__DATA RECORDS__:
▬▬▬▬▬▬
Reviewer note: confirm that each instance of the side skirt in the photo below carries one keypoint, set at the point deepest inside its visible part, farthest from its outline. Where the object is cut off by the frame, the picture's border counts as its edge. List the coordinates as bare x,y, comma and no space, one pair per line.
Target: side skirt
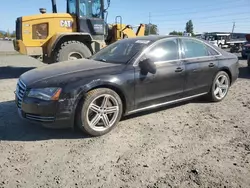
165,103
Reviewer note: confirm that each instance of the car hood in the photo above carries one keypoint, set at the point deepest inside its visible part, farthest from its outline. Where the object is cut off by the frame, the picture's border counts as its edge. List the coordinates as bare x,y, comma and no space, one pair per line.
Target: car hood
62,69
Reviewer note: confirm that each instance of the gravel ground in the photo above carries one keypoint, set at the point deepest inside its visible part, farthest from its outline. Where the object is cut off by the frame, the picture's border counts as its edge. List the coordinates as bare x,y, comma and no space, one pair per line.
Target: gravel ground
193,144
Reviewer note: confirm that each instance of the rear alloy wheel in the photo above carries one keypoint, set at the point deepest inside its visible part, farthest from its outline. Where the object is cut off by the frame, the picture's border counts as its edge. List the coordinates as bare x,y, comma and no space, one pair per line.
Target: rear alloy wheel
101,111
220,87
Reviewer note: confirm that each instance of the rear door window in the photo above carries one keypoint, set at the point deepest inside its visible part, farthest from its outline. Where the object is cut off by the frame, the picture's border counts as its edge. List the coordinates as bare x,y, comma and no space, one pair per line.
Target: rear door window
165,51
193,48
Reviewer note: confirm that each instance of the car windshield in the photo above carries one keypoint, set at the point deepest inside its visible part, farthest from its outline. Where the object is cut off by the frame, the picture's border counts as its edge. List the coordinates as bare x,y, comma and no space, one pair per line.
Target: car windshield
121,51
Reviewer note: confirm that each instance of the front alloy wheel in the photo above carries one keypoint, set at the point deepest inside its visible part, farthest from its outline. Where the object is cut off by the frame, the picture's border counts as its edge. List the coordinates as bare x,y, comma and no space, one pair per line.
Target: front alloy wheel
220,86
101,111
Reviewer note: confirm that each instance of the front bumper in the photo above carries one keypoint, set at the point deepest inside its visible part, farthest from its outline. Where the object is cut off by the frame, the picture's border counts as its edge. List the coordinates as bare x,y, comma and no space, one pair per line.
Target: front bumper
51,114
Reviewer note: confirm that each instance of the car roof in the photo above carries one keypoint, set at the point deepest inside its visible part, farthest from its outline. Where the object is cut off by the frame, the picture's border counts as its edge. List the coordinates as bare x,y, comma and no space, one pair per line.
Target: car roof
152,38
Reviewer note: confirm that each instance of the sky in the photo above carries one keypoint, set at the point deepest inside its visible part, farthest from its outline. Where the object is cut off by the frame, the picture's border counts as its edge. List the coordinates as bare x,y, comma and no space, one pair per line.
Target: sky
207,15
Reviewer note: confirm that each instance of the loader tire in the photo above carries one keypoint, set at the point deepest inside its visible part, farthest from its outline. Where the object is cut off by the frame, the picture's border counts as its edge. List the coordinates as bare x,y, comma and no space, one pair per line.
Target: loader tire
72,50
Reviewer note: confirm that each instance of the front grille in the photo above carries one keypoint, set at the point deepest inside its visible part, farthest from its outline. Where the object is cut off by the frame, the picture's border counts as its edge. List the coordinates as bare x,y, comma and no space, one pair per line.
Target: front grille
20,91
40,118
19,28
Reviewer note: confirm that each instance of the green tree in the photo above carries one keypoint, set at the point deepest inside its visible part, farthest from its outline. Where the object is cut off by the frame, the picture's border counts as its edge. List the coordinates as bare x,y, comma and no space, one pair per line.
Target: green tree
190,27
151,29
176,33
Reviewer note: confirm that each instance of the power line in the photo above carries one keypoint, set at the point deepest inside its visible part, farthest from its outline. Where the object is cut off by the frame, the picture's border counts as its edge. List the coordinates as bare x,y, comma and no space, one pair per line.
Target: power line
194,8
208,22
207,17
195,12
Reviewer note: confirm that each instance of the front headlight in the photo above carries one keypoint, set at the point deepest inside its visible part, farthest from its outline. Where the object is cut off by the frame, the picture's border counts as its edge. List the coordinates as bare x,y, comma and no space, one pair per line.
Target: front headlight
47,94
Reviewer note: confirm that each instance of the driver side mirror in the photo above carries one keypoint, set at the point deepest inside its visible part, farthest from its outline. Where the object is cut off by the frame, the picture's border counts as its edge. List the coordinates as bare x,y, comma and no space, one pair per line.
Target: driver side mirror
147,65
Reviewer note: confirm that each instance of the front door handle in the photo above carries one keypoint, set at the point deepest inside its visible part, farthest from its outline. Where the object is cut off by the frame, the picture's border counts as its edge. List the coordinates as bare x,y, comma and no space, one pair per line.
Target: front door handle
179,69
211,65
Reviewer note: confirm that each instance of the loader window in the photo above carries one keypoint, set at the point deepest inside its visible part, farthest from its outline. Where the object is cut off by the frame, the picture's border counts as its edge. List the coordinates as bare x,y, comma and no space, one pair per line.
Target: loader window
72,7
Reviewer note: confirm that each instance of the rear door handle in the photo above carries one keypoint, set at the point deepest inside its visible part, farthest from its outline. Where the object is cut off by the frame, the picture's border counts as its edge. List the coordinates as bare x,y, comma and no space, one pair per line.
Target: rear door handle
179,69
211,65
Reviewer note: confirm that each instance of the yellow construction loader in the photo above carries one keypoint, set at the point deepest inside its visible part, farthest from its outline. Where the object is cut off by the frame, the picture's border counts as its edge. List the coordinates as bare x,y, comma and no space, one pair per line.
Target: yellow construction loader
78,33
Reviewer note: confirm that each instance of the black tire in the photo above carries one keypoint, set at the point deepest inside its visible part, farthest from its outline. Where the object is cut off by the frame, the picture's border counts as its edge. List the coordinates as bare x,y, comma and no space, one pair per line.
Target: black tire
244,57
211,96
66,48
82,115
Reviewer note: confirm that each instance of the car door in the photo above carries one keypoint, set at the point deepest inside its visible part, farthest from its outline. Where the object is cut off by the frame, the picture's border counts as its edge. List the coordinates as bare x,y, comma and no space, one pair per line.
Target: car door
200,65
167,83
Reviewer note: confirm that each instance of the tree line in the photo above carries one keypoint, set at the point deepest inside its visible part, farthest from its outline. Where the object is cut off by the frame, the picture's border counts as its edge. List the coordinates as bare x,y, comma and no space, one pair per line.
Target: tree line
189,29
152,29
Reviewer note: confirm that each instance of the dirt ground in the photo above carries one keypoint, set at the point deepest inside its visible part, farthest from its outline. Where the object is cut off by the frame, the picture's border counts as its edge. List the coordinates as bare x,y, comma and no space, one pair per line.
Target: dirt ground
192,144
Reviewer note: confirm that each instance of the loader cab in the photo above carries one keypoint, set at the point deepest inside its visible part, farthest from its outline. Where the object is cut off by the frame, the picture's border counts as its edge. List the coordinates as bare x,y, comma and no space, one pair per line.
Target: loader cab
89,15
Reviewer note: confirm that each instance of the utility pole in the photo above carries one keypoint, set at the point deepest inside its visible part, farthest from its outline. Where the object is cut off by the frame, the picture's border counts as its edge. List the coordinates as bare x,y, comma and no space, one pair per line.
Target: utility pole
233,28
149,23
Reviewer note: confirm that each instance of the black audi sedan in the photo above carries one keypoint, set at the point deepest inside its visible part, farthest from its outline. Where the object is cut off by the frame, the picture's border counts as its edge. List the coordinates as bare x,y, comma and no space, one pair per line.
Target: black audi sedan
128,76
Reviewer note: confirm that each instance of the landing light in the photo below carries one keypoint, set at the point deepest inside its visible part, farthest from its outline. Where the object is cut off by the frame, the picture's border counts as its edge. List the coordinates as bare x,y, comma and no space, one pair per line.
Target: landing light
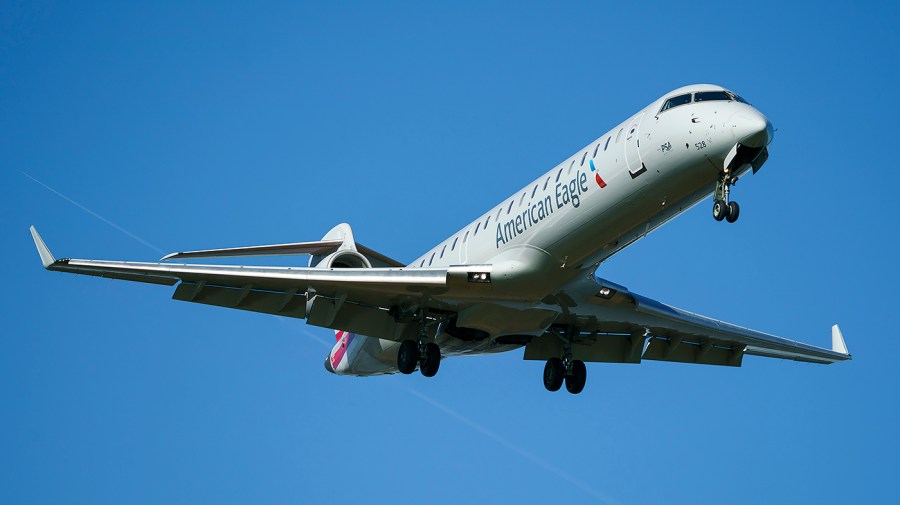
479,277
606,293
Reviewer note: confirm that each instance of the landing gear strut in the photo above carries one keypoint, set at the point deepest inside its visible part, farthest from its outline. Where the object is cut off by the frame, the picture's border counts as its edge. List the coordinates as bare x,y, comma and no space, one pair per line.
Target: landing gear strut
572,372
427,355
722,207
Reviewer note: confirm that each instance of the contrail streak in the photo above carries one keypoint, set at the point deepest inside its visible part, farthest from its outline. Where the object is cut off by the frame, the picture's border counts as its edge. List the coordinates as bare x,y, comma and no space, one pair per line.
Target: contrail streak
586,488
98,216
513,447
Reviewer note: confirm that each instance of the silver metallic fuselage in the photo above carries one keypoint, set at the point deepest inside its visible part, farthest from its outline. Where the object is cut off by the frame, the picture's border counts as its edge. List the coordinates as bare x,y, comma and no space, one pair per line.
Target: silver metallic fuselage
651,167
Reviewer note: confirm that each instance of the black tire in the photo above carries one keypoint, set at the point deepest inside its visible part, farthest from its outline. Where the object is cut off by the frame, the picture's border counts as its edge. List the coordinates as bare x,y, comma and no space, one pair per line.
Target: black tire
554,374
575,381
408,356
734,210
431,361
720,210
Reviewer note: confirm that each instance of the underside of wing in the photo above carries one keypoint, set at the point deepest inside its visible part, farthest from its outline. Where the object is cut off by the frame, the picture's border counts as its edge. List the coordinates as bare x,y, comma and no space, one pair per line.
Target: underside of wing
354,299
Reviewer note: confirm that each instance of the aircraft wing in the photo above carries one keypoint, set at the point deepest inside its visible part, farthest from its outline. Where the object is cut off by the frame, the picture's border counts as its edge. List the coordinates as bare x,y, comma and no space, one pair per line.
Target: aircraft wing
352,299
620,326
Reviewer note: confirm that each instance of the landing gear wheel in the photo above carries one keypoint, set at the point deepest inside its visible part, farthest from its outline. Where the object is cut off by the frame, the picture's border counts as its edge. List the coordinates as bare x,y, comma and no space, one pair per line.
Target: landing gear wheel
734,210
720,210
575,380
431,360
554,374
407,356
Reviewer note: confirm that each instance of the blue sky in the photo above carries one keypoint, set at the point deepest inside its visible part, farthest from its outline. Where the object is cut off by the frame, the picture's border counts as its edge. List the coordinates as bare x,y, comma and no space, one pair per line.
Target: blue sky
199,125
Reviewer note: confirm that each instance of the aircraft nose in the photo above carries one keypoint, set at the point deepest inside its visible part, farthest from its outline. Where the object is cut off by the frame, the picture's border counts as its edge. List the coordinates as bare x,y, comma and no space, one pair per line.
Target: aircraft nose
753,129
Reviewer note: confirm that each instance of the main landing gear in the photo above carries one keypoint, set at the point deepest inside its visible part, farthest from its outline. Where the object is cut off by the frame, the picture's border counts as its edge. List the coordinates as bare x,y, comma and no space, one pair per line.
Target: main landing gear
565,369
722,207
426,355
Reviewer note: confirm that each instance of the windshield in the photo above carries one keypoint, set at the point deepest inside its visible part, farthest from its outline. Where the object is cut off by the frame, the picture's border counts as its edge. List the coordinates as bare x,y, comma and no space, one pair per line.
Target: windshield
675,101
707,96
▬▬▬▬▬▬
__PROBLEM TO SOLVE__: Reproduce the material verbatim, starting at the line that contains "Reviewer note: confirm that each instance of the main" and ending with the final line of the material, both ends included.

__ANSWER TO THE PROBLEM__:
Reviewer note: confirm that each instance of the main landing gear in the photo above carries one keypoint, set at the point deepest inside its visible part, farthest from its outline. Where the object is cut off by the frame, the picture's border counts as its edge. List the coordinates as bare x,y, comma and no space, one pair per line.
Target: main landing gear
565,369
722,207
426,355
Reviewer note: confirm that each instance of the windshield in the photo above carries one keypoint, set at the point deepest inside its visible part, farthest from its outline. Where the object is cut off by the frame, the picture's border counts as its edge. List the coordinates as bare x,y, comma and no space, one pair per line.
Target: windshield
675,101
707,96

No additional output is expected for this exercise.